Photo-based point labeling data

=======

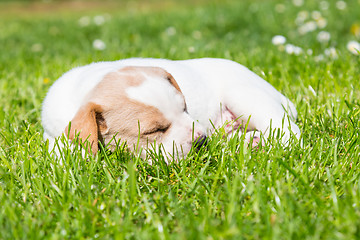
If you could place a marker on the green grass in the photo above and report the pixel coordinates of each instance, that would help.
(226, 192)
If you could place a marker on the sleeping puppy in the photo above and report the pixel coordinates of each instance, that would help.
(156, 101)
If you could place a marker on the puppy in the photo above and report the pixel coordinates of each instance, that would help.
(156, 101)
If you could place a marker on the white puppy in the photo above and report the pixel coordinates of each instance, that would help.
(142, 101)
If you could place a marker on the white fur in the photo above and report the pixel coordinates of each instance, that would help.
(209, 85)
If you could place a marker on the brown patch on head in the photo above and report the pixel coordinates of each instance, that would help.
(152, 71)
(109, 114)
(86, 124)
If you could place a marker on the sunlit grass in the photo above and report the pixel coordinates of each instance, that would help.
(228, 191)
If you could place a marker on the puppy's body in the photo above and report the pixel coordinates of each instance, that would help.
(215, 90)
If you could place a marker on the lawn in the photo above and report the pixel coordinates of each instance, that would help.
(228, 191)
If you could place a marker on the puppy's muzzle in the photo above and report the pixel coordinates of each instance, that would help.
(200, 142)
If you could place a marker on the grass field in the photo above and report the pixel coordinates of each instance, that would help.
(225, 192)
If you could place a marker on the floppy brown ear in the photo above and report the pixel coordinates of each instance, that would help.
(84, 125)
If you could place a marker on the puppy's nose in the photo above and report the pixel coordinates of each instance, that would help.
(200, 142)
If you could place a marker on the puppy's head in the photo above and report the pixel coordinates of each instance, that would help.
(138, 105)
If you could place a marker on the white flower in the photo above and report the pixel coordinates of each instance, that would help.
(36, 47)
(170, 31)
(191, 49)
(321, 22)
(307, 27)
(323, 37)
(319, 58)
(99, 44)
(353, 47)
(298, 3)
(324, 5)
(292, 49)
(197, 35)
(278, 40)
(341, 5)
(99, 20)
(316, 15)
(280, 8)
(84, 21)
(331, 52)
(301, 17)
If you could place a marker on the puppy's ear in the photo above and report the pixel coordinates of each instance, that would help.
(85, 125)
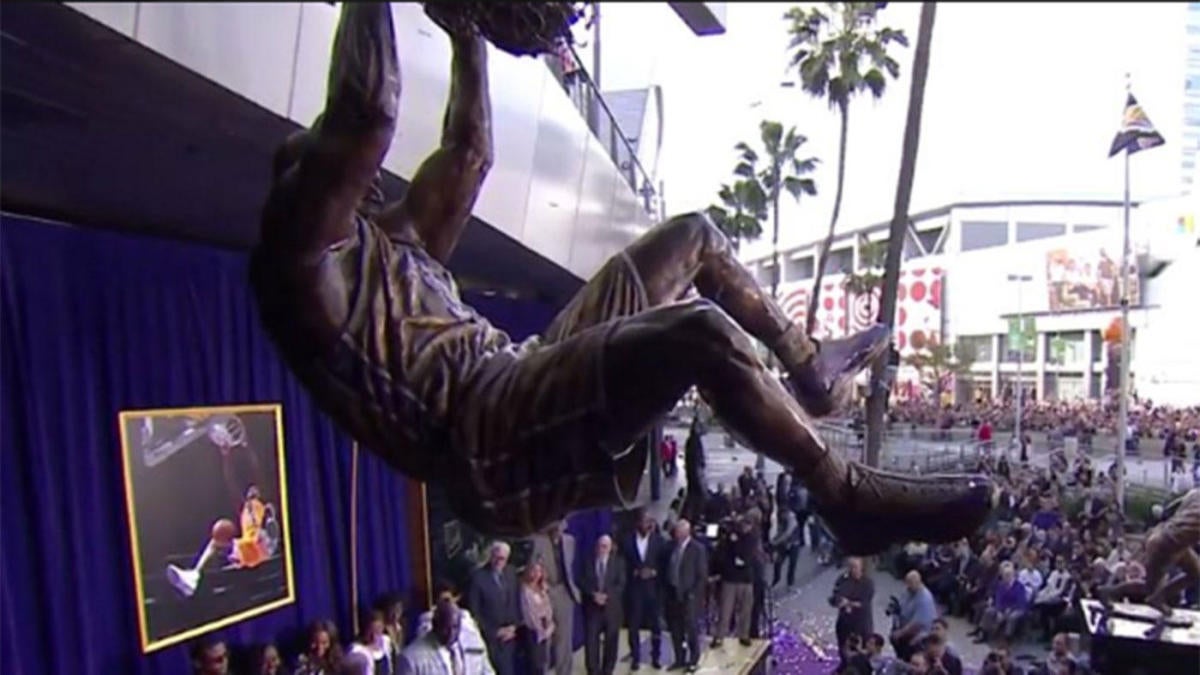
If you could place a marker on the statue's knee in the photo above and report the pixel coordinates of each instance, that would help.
(702, 318)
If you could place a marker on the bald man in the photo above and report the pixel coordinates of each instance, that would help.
(438, 651)
(687, 575)
(601, 584)
(917, 614)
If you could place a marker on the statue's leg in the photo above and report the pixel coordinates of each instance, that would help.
(689, 251)
(607, 384)
(1169, 591)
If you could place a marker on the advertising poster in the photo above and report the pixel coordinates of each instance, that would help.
(207, 502)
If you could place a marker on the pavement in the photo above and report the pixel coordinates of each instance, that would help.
(805, 607)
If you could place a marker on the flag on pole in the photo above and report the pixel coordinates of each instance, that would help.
(1137, 132)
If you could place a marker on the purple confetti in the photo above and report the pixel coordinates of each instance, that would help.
(796, 653)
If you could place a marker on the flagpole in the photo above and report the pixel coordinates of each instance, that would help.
(1123, 393)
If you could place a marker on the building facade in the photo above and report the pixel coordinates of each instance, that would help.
(1192, 101)
(973, 272)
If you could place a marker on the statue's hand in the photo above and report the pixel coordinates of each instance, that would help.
(453, 17)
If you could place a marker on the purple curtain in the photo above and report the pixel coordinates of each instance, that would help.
(93, 323)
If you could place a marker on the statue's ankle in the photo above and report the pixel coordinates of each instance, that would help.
(796, 352)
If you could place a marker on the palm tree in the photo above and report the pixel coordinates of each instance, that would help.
(877, 399)
(742, 211)
(784, 171)
(840, 54)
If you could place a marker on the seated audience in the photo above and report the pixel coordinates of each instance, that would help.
(323, 652)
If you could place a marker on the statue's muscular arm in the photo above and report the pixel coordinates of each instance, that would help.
(312, 203)
(444, 189)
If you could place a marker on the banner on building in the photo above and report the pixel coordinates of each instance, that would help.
(918, 318)
(208, 511)
(1079, 279)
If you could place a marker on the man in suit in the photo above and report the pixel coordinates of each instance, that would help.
(645, 557)
(556, 550)
(471, 639)
(493, 601)
(687, 574)
(603, 584)
(438, 651)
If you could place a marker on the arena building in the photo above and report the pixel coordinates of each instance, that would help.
(972, 268)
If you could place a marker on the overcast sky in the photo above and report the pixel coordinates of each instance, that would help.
(1023, 101)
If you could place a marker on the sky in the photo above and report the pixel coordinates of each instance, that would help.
(1023, 101)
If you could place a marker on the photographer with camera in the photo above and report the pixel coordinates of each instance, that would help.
(736, 549)
(852, 595)
(786, 545)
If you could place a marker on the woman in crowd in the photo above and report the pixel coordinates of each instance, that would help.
(393, 609)
(375, 644)
(323, 655)
(265, 661)
(537, 615)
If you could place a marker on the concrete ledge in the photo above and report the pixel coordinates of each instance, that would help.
(703, 18)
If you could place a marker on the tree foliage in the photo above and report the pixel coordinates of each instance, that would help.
(741, 213)
(839, 53)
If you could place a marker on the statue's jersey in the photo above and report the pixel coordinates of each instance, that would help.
(405, 354)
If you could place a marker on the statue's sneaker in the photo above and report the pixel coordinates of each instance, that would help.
(825, 383)
(874, 509)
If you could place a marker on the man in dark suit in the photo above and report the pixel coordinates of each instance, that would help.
(687, 574)
(493, 601)
(603, 584)
(645, 557)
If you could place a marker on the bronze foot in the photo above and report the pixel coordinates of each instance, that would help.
(877, 508)
(823, 383)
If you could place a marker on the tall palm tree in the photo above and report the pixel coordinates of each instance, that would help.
(879, 394)
(840, 54)
(783, 171)
(742, 211)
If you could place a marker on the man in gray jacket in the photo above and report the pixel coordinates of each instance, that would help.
(556, 550)
(438, 651)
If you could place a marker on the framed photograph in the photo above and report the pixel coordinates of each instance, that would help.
(205, 493)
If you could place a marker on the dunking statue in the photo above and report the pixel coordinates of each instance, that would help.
(357, 297)
(1173, 543)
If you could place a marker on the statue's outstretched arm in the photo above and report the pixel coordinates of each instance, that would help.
(447, 184)
(328, 169)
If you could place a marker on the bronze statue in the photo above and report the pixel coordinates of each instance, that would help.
(1170, 544)
(358, 299)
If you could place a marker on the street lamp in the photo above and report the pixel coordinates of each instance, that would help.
(1019, 279)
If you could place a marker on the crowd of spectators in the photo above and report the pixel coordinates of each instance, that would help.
(321, 651)
(1017, 581)
(1079, 418)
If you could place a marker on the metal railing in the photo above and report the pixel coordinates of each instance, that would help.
(591, 103)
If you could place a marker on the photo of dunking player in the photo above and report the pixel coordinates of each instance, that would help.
(208, 520)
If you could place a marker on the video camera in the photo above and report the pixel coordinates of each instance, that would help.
(893, 608)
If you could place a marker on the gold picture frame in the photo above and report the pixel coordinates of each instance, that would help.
(202, 562)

=======

▶ _Requirement_
Return all of the data exactly as written, and drop the pictures.

▶ _Full solution_
If you could place a marker on the green grass in the photo above and report the pixel coordinates of each instance, that would help.
(226, 192)
If you could place a marker on the sleeping puppy in the photo above and report the pixel coordinates of each instance, that would help.
(156, 101)
If you could place a marker on the puppy in the photo above and report the pixel coordinates of each instance, that would help.
(156, 101)
If you could place a marker on the white puppy in the photo above and report the pixel coordinates of each instance, that would help.
(142, 101)
If you could place a marker on the white fur in the photo above and report the pixel coordinates of each instance, that would help.
(209, 85)
If you could place a marker on the brown patch on head in the photo above and report the pixel coordinates of each instance, that would help.
(152, 71)
(109, 114)
(86, 124)
If you could place a marker on the sunlit grass in the photo above and report the pixel coordinates of each instance, that would help.
(228, 191)
If you could place a marker on the puppy's body in the photo above and report the pixel coordinates of each instance, that would help.
(215, 90)
If you could place a marker on the lawn in the photo above and report the pixel coordinates of each instance, that would help.
(228, 191)
If you could place a marker on the puppy's muzzle in the photo above and report the pixel coordinates of each instance, that would help.
(200, 142)
If you could place a marker on the grass field in the photo above and report the pixel coordinates of each instance, that would help.
(225, 192)
If you could place a marker on the floppy brown ear in the photo above and report the pixel coordinates of each instance, that would help.
(84, 125)
If you could place a marker on the puppy's nose in the photo above and report the pixel coordinates of each instance, that would help.
(200, 142)
If you could place a marker on the puppy's head in the photo above and report the pixel coordinates of each instance, that would help.
(138, 105)
If you could place a marker on the white flower in the photo above and report the pixel coordinates of each instance, that would help.
(36, 47)
(170, 31)
(191, 49)
(321, 22)
(307, 27)
(323, 37)
(319, 58)
(99, 44)
(353, 47)
(298, 3)
(324, 5)
(292, 49)
(197, 35)
(278, 40)
(341, 5)
(99, 20)
(316, 15)
(280, 8)
(84, 21)
(331, 52)
(301, 17)
If you could place a marker on the puppy's ear in the photo above and report the pixel coordinates of each instance, that would help.
(85, 125)
If you could place a marker on the statue's knee in the photo above and report the pixel coordinates of each instance, that would help.
(702, 318)
If you could place a marker on the bald man in the photo above and report the pixel coordinates of each instance, that would help.
(438, 651)
(687, 575)
(601, 584)
(917, 614)
If you could place a marker on the statue's leg in the photo above and report the pixel coordinates of each instance, that would help.
(689, 251)
(607, 384)
(1169, 591)
If you could place a marker on the advertising poster in the photo above and report the pixel coordinates of each instance, that would help.
(207, 502)
If you could place a marker on the pavement in the photo above and report the pixel coordinates of each instance, that would help.
(805, 607)
If you could place a marker on the flag on pole in the photo above and report the pixel coordinates of each instance, that would help.
(1137, 132)
If you could place a marker on the purple confetti in the photo above and report the pixel coordinates of each instance, that would help.
(796, 653)
If you could place a marker on the flagpole in the photo above and report the pixel coordinates of each instance, that would help.
(1123, 393)
If you could place a marker on the building facade in the photo above and report the pixel coordinates of each instance, that would help.
(1192, 101)
(973, 272)
If you could place a marker on the statue's hand in the photo above and report the pixel coordinates of each instance, that would help.
(453, 17)
If you could place a marker on the purple curtain in the photo above and report the pixel coordinates of each instance, that would help.
(93, 323)
If you could place a marker on the statue's ankle in the photo above and report the pixel coordinates of each instance, that would help.
(796, 352)
If you could place a marker on the palm tree in the photo above and report the pixel coordinates of each instance, that would help.
(877, 399)
(742, 211)
(784, 171)
(840, 54)
If you could place a marker on the seated audience in the photo above and report the pixel coordinates of each instance, that would help.
(323, 652)
If you could place a marker on the statue's muscular arm in the photo above and report the pixel coordinates of each instance, that would help.
(312, 203)
(444, 189)
If you could place a marker on the banner on building in the photo above and report the pixel coordinates of each instance, that would help.
(918, 318)
(208, 511)
(1079, 279)
If you could place a marker on the man in suit in the photo above and report the pixel coordinates of each instance, that would help.
(645, 557)
(556, 550)
(471, 639)
(493, 601)
(687, 574)
(603, 584)
(438, 651)
If you could place a marker on the arena building in the photo above and report the pixel coordinates of each instance, that would help.
(972, 268)
If you could place a marker on the overcast sky in the photo above and report the pixel coordinates of each instance, that would help.
(1023, 101)
If you could place a marker on the sky in the photo above and report the pixel coordinates of each instance, that would help.
(1023, 101)
If you could place a marker on the photographer with camera in the photo above and report the pixel coordinates of each instance, that would help.
(736, 549)
(852, 595)
(786, 545)
If you could place a marker on the woman in crowd in the photo above and report the pixel coordinates of each instance, that would help.
(393, 609)
(375, 644)
(323, 655)
(265, 661)
(537, 615)
If you could place a marker on the concrete ledge in the photo above and report the pixel coordinates of each instance, that would help.
(703, 18)
If you could place a marker on the tree foliage in the photo above and report the pixel coordinates of each instance, that would help.
(741, 213)
(839, 53)
If you could place a marker on the statue's jersey in the photo above and report the pixel coordinates of each instance, that would help.
(405, 354)
If you could place a marker on the statue's sneaker in the photo above and report the pixel coordinates of each instance, that would help.
(825, 383)
(874, 509)
If you could place a marker on the man in dark suit in the photo above and report the pixel coordinates of each instance, that would help.
(687, 574)
(493, 601)
(603, 584)
(645, 557)
If you could place a marker on the bronze foot in the photo above and report the pixel coordinates of each instance, that would help.
(877, 508)
(823, 383)
If you could place a marker on the tall palm tree in the photo above and report the pixel coordinates of each instance, that would help.
(879, 394)
(840, 54)
(783, 171)
(742, 211)
If you could place a marker on the man in gray jacket in the photo above and report the pixel coordinates of each instance, that would help.
(556, 550)
(438, 651)
If you could place a marker on the framed photograph in the photo above and report the pixel coordinates of each instance, that would help.
(205, 493)
If you could place a marker on the dunking statue in the photo above and report the pixel coordinates of each instance, that would help.
(357, 297)
(1173, 543)
If you could place a marker on the statue's outstretched arm in the photo above and report the pixel coordinates of each instance, that would help.
(447, 184)
(328, 169)
If you could place a marker on the bronze statue in the photo above and report the pixel coordinates of each instance, that would help.
(1170, 544)
(358, 299)
If you could place a marker on the street lamp in the photo above and report the pixel coordinates of each instance, that would help.
(1019, 279)
If you could place a marker on the crowd of spectators in the photo above and report the pixel coordinates of each instance, that would help.
(321, 651)
(1017, 581)
(1079, 418)
If you could place a marker on the metal railing in the photo above and report the pixel coordinates of each instance, that would help.
(591, 103)
If you could place a marker on the photo of dunking player in the photo above and report the pixel coordinates of each instance, that would help.
(208, 520)
If you could place a marker on the video camera in the photo above and report the pixel coordinates of each instance, that would help.
(893, 608)
If you could place a marker on the gold picture frame in the photo above and report the pixel coordinates of each instance, that would help.
(202, 562)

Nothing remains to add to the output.